Find how many lines in the listing below include the word "jacket". Give that number only.
══════════
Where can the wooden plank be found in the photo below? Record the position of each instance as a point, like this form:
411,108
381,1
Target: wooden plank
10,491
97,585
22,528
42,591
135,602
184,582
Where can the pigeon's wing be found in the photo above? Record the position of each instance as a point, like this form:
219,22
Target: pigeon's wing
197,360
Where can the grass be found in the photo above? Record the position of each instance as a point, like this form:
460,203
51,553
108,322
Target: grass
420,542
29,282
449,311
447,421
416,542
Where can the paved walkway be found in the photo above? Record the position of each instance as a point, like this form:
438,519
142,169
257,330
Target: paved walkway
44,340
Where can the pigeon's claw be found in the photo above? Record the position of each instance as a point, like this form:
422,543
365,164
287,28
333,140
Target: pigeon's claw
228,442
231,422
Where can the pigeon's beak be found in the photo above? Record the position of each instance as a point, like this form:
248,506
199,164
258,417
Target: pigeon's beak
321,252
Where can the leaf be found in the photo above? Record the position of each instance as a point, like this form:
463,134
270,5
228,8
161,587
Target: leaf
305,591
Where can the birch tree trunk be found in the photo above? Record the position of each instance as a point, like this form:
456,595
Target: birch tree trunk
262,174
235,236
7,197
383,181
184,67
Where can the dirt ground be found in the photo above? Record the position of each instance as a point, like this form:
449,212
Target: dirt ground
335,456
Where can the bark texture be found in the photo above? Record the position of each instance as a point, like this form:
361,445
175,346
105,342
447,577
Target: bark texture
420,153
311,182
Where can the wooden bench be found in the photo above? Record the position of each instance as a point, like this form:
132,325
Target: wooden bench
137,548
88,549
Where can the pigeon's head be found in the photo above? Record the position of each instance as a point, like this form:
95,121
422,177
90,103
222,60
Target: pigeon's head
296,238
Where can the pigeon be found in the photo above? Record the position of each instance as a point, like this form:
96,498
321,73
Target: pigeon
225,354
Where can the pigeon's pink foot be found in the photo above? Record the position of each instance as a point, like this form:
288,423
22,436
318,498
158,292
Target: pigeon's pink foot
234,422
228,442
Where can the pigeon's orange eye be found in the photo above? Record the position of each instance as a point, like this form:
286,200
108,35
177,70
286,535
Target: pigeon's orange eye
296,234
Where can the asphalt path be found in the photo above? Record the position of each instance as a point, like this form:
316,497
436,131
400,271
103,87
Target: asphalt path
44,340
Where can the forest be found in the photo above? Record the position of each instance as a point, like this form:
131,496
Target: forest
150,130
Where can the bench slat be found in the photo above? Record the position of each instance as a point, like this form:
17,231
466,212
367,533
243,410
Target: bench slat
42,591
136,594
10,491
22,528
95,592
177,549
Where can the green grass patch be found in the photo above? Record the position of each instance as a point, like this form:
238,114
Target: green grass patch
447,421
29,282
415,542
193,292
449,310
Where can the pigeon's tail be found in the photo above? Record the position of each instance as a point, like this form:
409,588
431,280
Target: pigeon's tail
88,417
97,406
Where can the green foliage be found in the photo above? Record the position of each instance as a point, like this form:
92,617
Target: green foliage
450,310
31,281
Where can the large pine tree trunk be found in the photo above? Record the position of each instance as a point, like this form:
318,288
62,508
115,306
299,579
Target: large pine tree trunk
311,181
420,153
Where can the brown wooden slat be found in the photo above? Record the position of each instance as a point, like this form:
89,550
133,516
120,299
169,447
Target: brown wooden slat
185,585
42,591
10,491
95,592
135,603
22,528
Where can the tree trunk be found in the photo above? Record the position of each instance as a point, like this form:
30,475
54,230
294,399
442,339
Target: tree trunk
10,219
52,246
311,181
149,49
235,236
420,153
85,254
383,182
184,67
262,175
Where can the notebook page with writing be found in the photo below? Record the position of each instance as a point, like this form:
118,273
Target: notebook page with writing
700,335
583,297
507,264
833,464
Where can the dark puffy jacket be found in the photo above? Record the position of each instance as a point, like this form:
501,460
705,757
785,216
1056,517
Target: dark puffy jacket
══════════
EXERCISE SOLUTION - 2